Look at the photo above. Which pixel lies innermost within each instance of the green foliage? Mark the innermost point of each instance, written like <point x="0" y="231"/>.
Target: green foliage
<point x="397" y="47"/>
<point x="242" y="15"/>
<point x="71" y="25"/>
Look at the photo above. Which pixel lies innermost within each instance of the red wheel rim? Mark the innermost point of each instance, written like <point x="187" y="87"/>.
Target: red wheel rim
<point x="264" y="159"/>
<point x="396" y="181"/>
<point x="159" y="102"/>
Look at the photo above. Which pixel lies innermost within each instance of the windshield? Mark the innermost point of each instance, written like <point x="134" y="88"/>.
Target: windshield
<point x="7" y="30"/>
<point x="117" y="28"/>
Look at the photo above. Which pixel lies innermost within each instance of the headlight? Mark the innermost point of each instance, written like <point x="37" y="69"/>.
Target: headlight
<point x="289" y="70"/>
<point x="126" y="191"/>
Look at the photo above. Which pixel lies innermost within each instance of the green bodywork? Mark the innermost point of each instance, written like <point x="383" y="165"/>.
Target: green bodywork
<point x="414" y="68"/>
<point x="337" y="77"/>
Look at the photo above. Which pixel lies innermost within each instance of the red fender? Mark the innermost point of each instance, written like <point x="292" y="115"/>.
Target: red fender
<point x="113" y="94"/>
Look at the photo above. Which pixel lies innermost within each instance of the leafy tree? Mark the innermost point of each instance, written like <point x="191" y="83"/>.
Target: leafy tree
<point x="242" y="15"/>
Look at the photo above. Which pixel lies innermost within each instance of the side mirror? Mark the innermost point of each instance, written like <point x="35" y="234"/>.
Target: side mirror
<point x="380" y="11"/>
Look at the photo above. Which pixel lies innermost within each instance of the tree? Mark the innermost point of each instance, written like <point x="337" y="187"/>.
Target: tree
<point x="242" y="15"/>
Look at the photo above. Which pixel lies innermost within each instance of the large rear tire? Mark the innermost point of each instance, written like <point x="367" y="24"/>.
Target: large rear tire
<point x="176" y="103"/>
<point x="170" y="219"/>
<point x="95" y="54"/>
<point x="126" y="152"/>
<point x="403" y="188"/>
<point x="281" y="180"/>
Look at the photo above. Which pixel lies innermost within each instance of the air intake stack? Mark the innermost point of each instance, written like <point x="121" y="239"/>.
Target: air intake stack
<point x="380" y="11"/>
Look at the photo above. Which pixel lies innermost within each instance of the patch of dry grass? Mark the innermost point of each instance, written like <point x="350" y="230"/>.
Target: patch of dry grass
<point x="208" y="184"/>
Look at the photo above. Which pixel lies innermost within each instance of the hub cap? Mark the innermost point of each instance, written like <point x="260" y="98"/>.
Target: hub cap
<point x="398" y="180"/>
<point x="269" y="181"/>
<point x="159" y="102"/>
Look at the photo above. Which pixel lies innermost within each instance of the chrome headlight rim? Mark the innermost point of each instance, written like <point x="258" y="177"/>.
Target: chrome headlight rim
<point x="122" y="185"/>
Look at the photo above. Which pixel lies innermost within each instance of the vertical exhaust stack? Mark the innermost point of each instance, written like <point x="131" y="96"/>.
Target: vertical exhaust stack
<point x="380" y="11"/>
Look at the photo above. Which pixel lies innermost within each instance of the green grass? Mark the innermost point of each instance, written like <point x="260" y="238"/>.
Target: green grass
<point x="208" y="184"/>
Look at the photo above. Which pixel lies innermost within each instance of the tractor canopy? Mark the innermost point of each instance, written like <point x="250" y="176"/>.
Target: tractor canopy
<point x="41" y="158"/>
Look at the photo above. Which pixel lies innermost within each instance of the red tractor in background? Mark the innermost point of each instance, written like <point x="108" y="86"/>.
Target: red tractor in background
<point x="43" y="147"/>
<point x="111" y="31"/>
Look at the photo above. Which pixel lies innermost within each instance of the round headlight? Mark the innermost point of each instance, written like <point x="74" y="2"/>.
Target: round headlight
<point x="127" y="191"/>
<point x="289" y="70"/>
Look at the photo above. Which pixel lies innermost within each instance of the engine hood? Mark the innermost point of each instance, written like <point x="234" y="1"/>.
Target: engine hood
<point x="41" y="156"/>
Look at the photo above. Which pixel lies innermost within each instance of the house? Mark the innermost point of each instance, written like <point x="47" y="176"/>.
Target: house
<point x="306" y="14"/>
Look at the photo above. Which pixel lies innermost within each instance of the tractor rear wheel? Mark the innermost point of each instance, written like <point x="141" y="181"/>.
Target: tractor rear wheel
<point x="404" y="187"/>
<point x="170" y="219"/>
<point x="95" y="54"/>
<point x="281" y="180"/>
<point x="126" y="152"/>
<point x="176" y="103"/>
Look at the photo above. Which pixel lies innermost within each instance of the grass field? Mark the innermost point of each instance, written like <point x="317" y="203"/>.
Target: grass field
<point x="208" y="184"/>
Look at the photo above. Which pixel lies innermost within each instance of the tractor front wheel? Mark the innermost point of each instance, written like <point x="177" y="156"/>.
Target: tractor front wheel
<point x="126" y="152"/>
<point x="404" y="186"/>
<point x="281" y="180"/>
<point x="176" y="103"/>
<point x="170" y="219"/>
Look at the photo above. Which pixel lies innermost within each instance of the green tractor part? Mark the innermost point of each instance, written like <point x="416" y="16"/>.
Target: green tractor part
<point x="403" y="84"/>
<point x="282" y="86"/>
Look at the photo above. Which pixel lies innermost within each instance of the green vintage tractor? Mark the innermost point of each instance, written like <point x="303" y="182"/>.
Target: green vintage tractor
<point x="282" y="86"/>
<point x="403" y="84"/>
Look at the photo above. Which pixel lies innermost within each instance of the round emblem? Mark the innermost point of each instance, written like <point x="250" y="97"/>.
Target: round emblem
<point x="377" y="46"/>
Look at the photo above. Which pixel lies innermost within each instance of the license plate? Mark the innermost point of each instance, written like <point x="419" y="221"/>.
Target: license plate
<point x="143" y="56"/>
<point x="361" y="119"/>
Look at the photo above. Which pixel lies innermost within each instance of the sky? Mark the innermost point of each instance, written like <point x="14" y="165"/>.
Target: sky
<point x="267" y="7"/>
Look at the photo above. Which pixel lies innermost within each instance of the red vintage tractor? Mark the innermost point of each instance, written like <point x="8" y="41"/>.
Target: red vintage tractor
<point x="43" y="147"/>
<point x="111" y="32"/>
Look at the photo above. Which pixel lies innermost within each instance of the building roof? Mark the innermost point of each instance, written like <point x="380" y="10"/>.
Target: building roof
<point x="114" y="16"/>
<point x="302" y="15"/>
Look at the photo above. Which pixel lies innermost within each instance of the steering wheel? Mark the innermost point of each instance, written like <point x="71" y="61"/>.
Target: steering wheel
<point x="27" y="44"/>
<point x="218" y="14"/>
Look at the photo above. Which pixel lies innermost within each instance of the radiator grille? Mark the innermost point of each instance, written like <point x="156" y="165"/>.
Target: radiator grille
...
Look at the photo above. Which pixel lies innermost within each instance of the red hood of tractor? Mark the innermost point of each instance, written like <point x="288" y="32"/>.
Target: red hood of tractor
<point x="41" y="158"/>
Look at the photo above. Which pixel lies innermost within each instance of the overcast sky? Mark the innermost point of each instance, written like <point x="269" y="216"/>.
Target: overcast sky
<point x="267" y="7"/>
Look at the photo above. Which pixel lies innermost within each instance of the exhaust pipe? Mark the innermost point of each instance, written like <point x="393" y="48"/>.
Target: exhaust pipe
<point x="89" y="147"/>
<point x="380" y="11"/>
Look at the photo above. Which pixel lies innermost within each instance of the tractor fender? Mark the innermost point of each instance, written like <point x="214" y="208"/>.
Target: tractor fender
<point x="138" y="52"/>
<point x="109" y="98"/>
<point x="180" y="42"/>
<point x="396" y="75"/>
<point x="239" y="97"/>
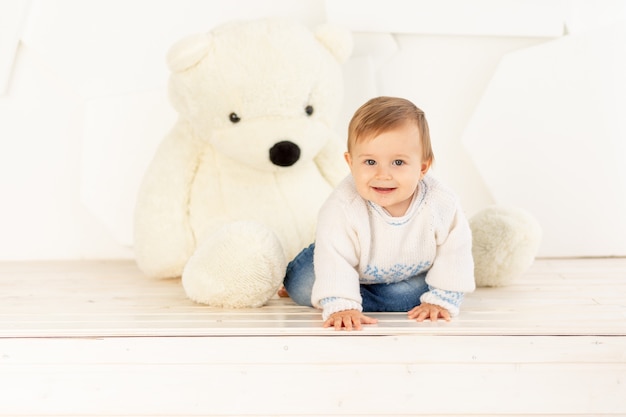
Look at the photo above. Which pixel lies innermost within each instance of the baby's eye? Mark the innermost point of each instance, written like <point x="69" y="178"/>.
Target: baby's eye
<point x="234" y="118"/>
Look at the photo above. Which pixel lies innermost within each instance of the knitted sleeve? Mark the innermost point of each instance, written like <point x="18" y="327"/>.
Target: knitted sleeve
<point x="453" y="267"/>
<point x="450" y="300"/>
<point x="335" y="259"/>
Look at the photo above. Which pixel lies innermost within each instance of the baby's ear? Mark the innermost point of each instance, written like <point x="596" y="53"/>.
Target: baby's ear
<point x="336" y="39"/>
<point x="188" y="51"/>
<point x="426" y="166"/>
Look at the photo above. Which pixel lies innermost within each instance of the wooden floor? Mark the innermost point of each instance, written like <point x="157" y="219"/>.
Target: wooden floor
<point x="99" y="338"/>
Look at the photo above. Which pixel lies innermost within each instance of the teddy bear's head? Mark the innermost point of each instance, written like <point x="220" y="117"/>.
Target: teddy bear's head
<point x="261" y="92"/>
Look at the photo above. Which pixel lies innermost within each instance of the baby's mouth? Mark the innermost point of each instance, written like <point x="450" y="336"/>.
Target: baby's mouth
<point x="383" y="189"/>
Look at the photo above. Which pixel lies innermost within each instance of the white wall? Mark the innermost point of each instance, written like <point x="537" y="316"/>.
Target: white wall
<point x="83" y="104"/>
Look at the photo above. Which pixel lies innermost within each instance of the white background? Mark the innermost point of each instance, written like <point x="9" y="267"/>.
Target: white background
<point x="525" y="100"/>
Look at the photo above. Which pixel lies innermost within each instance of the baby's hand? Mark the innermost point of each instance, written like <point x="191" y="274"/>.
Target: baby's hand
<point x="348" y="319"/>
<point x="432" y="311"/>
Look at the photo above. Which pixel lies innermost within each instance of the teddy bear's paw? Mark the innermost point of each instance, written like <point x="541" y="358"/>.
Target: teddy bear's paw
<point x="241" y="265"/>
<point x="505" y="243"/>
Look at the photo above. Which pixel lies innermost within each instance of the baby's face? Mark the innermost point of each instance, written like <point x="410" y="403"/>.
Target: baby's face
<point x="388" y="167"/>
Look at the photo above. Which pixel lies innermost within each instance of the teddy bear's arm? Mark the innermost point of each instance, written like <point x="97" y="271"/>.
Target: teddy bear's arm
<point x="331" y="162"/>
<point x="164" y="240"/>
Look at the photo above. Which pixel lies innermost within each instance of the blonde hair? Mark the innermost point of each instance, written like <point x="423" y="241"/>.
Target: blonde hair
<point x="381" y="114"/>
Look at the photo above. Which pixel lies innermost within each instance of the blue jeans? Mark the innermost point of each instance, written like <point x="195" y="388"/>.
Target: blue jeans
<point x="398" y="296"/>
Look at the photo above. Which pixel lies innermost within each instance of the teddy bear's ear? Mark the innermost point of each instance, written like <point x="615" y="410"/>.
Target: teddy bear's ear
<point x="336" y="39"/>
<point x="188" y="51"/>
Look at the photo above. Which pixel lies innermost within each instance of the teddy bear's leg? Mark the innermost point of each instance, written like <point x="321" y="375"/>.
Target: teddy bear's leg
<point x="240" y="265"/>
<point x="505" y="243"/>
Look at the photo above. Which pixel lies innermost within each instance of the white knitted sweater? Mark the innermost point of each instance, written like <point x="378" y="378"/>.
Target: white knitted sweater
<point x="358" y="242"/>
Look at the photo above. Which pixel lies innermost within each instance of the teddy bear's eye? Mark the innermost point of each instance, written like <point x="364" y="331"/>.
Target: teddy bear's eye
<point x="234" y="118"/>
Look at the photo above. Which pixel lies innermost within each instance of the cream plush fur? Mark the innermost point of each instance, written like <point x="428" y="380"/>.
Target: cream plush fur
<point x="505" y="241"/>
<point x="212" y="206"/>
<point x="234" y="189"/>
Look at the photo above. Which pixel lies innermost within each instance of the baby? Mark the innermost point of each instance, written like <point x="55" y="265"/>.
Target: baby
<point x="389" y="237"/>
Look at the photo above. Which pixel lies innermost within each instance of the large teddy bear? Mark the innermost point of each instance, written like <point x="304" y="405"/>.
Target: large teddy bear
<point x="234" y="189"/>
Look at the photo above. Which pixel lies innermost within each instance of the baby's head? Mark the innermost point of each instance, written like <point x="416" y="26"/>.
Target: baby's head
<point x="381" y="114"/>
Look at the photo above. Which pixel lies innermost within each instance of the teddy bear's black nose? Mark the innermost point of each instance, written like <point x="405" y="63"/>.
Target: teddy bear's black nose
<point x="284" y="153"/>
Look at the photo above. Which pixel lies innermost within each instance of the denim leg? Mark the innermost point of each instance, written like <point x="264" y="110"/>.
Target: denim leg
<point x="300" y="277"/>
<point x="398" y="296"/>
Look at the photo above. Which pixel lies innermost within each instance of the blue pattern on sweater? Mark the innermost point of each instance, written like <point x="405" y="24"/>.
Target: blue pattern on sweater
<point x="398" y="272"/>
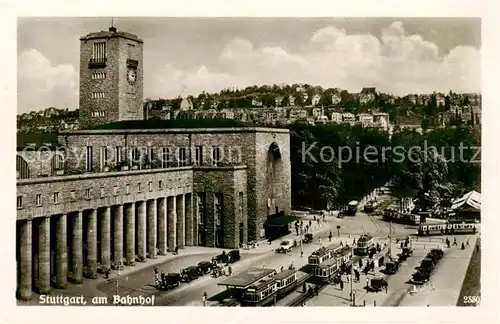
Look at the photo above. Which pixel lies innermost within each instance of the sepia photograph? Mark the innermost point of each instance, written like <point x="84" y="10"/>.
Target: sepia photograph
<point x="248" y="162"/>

◆ Exercise brief
Show each line of the listing above that contains the word "leafy". Case must match.

◆ Written solution
Look at the photo above. Which pixel lies innermost within each instance of the leafy tree? Mark the innermost point of each instance, written like <point x="191" y="83"/>.
Target: leafy tree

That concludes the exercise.